WHAT YOU SHOULD DO | Convert the records below into a JSON list of strings, one string per line, leaving out blank lines and the pictures.

Region annotation entries
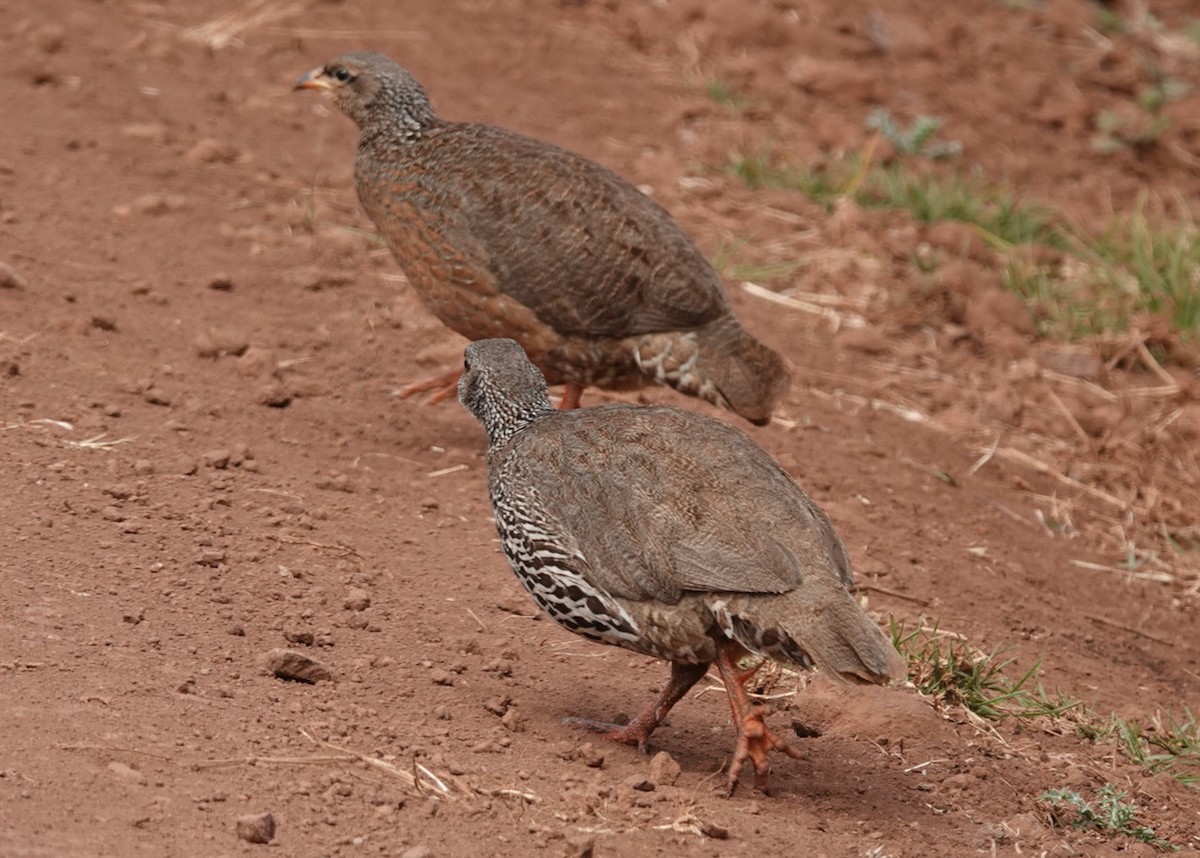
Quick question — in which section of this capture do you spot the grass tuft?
[1038,784,1178,852]
[725,142,1200,367]
[892,623,1082,721]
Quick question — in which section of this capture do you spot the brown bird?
[295,53,788,425]
[458,340,905,792]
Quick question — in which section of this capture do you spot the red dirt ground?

FULL OUTPUT |
[
  "Quick question — in which section of this capture do you spot the grass tuft?",
  "[1038,784,1178,852]",
  "[725,142,1200,367]",
  "[892,623,1082,721]",
  "Quick question — in which section of this capture do you spot the brown bird?",
  "[295,53,788,425]",
  "[458,340,905,792]",
  "Quick question — in which section of this capture do you spot the red dirt ground?"
]